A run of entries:
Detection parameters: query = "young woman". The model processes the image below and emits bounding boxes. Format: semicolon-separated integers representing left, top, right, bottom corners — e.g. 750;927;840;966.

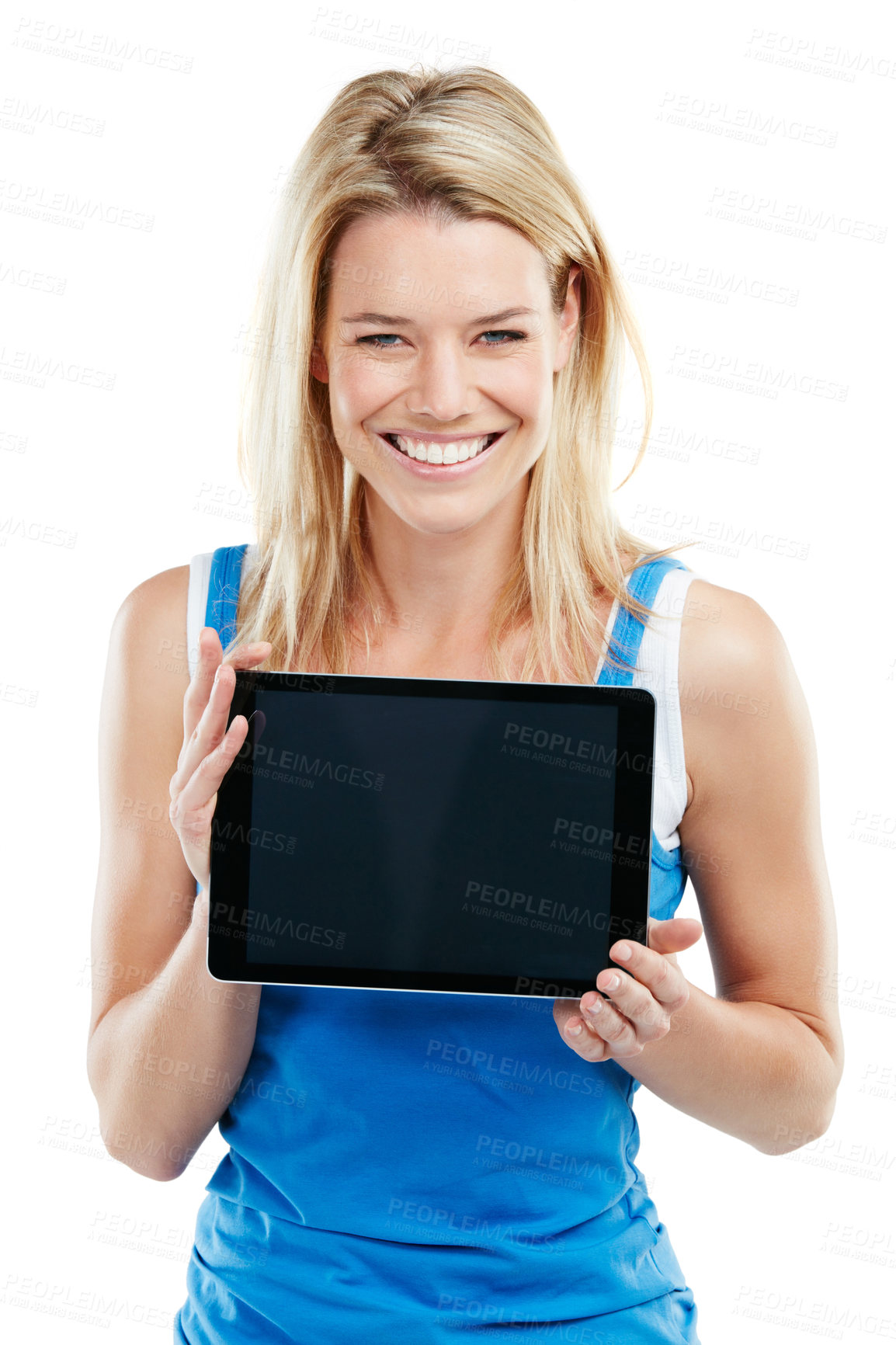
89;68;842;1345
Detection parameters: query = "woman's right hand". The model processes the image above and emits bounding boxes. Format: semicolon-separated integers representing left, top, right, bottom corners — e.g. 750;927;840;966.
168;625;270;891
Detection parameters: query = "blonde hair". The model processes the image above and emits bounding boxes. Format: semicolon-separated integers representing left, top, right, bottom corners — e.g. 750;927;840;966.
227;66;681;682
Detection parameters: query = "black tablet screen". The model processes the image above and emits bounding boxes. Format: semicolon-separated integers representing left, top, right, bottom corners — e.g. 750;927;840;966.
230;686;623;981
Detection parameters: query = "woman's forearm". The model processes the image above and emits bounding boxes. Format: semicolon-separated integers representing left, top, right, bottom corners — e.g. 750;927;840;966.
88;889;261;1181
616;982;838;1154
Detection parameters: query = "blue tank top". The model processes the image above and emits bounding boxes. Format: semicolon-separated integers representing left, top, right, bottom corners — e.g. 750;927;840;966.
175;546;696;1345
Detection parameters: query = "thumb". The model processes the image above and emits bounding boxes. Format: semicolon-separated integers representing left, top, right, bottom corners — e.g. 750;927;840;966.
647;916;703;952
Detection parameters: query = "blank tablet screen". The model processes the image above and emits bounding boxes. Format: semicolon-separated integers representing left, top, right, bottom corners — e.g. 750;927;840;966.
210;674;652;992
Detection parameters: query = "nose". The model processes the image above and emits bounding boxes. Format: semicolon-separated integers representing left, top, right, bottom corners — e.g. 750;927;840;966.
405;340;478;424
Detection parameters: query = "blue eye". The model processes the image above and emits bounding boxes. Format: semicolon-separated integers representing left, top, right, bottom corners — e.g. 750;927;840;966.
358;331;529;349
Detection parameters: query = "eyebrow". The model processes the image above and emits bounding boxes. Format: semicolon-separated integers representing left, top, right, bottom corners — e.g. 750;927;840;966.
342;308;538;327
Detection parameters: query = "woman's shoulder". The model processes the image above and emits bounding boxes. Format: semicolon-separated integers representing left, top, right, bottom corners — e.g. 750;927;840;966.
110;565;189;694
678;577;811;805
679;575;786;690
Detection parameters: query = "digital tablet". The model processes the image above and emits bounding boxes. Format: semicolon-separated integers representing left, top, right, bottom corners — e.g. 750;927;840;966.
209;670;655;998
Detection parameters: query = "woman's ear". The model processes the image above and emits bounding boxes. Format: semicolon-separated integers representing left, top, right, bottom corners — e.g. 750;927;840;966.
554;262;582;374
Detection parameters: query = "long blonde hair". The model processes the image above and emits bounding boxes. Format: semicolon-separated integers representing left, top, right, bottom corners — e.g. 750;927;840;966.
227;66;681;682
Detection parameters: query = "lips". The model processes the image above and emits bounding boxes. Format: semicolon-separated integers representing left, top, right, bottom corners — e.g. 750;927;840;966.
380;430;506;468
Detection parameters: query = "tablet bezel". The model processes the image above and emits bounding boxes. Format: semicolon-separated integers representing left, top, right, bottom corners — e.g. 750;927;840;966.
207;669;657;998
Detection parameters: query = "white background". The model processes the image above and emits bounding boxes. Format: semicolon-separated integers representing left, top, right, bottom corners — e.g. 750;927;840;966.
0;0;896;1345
--
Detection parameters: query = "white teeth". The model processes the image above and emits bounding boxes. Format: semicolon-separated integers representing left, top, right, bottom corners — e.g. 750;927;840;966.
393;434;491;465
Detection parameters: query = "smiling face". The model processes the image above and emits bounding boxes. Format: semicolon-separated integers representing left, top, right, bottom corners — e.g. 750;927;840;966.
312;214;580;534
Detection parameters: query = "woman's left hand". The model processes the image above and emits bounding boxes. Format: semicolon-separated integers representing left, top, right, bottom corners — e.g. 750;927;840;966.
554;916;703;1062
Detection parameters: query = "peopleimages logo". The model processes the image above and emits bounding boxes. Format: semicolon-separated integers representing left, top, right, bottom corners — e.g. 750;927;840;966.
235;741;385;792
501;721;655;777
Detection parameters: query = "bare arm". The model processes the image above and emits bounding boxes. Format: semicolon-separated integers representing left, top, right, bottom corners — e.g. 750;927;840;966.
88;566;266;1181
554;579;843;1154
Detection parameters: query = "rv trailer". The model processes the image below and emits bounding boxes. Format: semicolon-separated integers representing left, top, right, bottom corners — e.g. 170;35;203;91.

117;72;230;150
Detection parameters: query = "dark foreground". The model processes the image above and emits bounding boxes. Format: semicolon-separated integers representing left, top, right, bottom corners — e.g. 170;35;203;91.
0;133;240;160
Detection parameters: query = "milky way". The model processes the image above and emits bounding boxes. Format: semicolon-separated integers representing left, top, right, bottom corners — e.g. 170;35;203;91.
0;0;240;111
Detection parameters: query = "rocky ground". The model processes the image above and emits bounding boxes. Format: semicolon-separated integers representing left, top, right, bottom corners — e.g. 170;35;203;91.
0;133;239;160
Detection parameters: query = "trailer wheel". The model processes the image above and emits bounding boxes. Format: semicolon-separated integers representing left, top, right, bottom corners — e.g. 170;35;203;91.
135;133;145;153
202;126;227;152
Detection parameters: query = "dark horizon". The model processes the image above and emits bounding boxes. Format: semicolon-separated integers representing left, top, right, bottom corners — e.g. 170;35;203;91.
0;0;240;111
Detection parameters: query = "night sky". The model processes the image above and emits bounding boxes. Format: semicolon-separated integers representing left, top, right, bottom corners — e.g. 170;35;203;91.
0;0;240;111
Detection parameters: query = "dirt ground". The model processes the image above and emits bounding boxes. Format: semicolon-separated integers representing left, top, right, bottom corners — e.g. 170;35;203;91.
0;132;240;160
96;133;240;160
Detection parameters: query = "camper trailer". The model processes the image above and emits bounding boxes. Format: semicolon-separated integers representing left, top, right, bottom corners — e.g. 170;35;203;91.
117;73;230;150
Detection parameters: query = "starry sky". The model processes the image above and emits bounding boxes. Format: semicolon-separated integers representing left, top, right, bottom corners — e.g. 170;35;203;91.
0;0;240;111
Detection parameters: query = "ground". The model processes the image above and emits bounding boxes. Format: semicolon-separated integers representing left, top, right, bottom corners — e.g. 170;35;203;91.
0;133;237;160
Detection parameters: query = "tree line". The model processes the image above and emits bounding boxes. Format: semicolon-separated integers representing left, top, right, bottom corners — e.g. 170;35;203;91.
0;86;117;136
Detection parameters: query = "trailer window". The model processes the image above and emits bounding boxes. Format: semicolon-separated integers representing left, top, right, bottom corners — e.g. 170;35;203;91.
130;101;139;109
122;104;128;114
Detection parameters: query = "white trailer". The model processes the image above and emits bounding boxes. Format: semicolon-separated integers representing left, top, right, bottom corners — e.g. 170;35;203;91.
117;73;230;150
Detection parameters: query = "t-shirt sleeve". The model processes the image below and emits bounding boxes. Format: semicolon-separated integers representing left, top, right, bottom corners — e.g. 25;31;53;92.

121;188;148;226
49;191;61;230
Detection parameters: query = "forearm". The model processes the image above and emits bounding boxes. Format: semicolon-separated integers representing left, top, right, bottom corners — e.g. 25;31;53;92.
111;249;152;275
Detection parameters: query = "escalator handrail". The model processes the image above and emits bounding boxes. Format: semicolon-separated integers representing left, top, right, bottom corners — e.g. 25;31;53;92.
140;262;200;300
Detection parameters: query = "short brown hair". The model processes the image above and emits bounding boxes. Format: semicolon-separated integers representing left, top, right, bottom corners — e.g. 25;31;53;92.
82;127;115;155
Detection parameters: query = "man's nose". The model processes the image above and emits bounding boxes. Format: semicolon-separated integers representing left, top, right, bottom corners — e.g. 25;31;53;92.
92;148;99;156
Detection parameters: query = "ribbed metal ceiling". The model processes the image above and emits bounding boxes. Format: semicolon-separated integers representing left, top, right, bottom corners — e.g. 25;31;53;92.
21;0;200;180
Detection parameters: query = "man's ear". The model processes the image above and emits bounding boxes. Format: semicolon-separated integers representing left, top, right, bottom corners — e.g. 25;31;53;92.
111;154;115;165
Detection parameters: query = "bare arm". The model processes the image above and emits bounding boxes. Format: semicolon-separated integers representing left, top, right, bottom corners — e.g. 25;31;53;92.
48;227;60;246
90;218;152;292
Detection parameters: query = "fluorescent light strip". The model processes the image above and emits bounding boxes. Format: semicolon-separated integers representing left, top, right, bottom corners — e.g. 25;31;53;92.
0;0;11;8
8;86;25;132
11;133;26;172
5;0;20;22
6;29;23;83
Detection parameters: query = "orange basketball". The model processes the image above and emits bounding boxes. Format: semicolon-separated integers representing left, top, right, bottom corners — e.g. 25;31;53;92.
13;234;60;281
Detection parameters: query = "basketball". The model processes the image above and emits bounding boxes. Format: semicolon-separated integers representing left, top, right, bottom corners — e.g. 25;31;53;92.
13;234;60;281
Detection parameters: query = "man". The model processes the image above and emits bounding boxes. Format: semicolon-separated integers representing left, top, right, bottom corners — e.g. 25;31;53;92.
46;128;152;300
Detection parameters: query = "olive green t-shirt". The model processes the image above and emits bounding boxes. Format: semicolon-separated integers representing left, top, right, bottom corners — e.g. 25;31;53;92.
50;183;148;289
---
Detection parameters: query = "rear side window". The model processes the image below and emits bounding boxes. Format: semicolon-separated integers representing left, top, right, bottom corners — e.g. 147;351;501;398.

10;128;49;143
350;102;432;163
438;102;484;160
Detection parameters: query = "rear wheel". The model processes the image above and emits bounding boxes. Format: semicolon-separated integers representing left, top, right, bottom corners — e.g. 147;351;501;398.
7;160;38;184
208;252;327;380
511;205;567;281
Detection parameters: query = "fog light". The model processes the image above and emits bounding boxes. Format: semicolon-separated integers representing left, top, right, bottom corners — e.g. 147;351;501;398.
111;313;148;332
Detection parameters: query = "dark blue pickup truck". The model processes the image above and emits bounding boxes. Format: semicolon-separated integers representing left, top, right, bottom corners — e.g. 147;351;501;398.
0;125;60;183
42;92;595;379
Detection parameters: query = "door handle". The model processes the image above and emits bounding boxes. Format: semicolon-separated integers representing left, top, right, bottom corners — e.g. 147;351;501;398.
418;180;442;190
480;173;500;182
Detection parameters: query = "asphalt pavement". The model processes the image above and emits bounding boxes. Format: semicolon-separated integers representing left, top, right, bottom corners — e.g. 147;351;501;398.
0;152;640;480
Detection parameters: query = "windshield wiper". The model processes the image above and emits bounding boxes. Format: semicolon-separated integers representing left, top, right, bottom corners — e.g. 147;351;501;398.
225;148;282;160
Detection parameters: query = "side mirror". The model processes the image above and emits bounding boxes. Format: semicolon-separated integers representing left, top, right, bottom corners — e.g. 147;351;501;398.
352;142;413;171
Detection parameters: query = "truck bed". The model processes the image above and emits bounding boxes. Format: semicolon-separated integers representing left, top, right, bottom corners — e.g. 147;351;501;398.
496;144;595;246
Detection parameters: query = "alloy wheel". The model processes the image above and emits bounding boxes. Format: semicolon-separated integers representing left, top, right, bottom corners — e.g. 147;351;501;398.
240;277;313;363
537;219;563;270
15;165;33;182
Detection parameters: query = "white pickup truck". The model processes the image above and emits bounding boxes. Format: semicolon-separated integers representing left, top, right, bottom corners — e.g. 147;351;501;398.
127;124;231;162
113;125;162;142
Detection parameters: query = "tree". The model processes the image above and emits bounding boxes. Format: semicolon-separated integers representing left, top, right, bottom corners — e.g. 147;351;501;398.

Problem to solve >>
Gather every line of the entries above that contains the string "short". Treat uppercase and lowercase letters as different.

Complete answer >>
Detection parameters: query = "short brown hair". The model processes the image above and emits bounding boxes. Format: semicolon-separated integers representing left, top, right, bottom corners — e.g. 25;31;53;92.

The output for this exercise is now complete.